> **EXERCISE REQUIREMENTS**
The full listing, returned exactly and free of pictures, is the expected answer.

> **TASK DATA**

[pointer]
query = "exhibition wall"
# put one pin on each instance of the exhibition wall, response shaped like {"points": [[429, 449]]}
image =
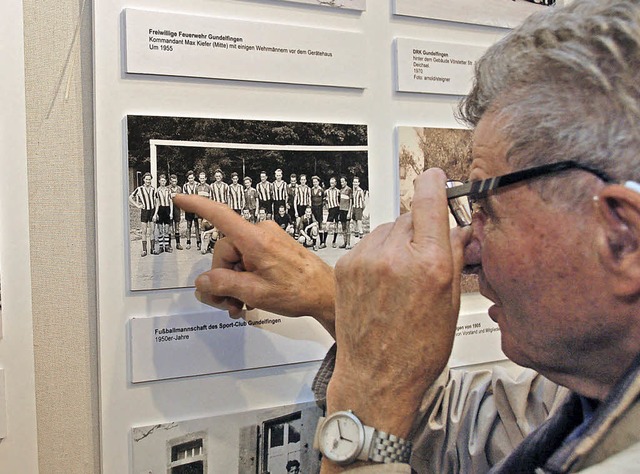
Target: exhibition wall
{"points": [[91, 323]]}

> **EXERCISE RESULT**
[pointer]
query = "exhibition wall"
# put one pin on each instance of the exhibition wall, response shaped like {"points": [[429, 449]]}
image =
Target: exhibition wall
{"points": [[91, 323]]}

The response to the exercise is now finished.